The Crisis of Canadian Polity Since the 1960s: A Precis
by Mark Wegierski

[The origins, development, and decline of Canada]

The evolution of the Canadian state has been marked by continuing conflict between two nations — English and French Canada (Quebec). The English-Canadian identity has been monarchist, Loyalist, pro-British, anti-American, socially conservative, and economically statist. The Quebec identity has been Catholic traditionalist, socially conservative, but with a tendency to support the Liberal Party in federal elections for most of the twentieth century. In the aftermath of the so-called Quiet Revolution of the early 1960s, Quebec has moved further and further away from Catholic traditionalism — which once constituted the very core of French-Canadian identity.

Longstanding Quebec and New Democratic Party (NDP, the social democratic third party) support for the federal Liberal Party allowed for the thoroughgoing reshaping of English Canada after 1965 in a decidedly anti-traditional and left-liberal direction, during the Prime Ministerial terms of Lester B. Pearson (1963-1968), and Pierre Elliott Trudeau (1968-1984, except for nine months in 1979-1980).

The capstone of this process was the Charter of Rights and Freedoms in 1982. It effectively took away power from elected federal and provincial parliaments and gave it to unelected judges and tribunals. This is a situation similar to (but far more pronounced in Canada) that which occurred with judicial activism in the U.S. The intent was to place the left-liberal social agenda forever beyond the reach of popular will. At the same time, Canada was integrated into the structures of American capitalism. The Liberal Party today tends to be socially liberal (multiculturalism, high immigration, feminism, gay rights), and economically and fiscally conservative.

Much of Quebec has reacted against English Canada’s current drive towards designated minorities and multiculturalism by embracing the collectively based (though largely anticlerical) Québécois nationalism. Two attempts to placate Quebec — the Meech Lake Accord and the Charlottetown Agreements — both failed (in 1990 and 1992, respectively). They were opposed both from the Right (Preston Manning, the founder of the Reform Party, who claimed they gave too much power to Quebec), and from the Left (Pierre Elliott Trudeau, who saw them as undermining the centralized federal government). English Canada typically opposed these agreements because they gave Quebec too much; many Québécois opposed them because they gave Quebec too little. The country remains fractured.

§ **EXERCISE TASK 1**
Reproduce the précis on Canadian polity word for word, in full.
§ **EXERCISE TASK 2**
Show each line of the rows that contains the string "instance".
The précis on Canadian polity and the rows have no connection to each other.

§ **GIVEN INFORMATION**

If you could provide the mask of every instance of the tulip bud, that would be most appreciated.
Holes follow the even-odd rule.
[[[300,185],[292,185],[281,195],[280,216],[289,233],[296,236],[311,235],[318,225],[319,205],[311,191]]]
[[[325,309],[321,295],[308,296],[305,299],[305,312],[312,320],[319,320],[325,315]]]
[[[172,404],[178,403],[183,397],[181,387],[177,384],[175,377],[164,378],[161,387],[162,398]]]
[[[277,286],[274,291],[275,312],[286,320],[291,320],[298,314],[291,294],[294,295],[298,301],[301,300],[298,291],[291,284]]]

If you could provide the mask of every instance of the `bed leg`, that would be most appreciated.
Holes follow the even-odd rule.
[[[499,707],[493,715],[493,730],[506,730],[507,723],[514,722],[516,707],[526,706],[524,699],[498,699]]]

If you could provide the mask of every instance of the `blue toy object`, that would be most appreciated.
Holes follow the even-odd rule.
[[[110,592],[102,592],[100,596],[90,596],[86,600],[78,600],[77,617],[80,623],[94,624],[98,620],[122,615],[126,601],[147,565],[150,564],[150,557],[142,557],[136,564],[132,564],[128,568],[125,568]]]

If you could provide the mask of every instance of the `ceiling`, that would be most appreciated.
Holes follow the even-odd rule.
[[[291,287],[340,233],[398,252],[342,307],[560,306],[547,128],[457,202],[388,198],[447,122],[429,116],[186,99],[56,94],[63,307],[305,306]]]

§ **CORRECT OUTPUT 1**
The Crisis of Canadian Polity Since the 1960s: A Precis
by Mark Wegierski

[The origins, development, and decline of Canada]

The evolution of the Canadian state has been marked by continuing conflict between two nations — English and French Canada (Quebec). The English-Canadian identity has been monarchist, Loyalist, pro-British, anti-American, socially conservative, and economically statist. The Quebec identity has been Catholic traditionalist, socially conservative, but with a tendency to support the Liberal Party in federal elections for most of the twentieth century. In the aftermath of the so-called Quiet Revolution of the early 1960s, Quebec has moved further and further away from Catholic traditionalism — which once constituted the very core of French-Canadian identity.

Longstanding Quebec and New Democratic Party (NDP, the social democratic third party) support for the federal Liberal Party allowed for the thoroughgoing reshaping of English Canada after 1965 in a decidedly anti-traditional and left-liberal direction, during the Prime Ministerial terms of Lester B. Pearson (1963-1968), and Pierre Elliott Trudeau (1968-1984, except for nine months in 1979-1980).

The capstone of this process was the Charter of Rights and Freedoms in 1982. It effectively took away power from elected federal and provincial parliaments and gave it to unelected judges and tribunals. This is a situation similar to (but far more pronounced in Canada) that which occurred with judicial activism in the U.S. The intent was to place the left-liberal social agenda forever beyond the reach of popular will. At the same time, Canada was integrated into the structures of American capitalism. The Liberal Party today tends to be socially liberal (multiculturalism, high immigration, feminism, gay rights), and economically and fiscally conservative.

Much of Quebec has reacted against English Canada’s current drive towards designated minorities and multiculturalism by embracing the collectively based (though largely anticlerical) Québécois nationalism. Two attempts to placate Quebec — the Meech Lake Accord and the Charlottetown Agreements — both failed (in 1990 and 1992, respectively). They were opposed both from the Right (Preston Manning, the founder of the Reform Party, who claimed they gave too much power to Quebec), and from the Left (Pierre Elliott Trudeau, who saw them as undermining the centralized federal government). English Canada typically opposed these agreements because they gave Quebec too much; many Québécois opposed them because they gave Quebec too little. The country remains fractured.

§ **CORRECT OUTPUT 2**
If you could provide the mask of every instance of the tulip bud, that would be most appreciated.
If you could provide the mask of every instance of the `bed leg`, that would be most appreciated.
If you could provide the mask of every instance of the `blue toy object`, that would be most appreciated.
If you could provide the mask of every instance of the `ceiling`, that would be most appreciated.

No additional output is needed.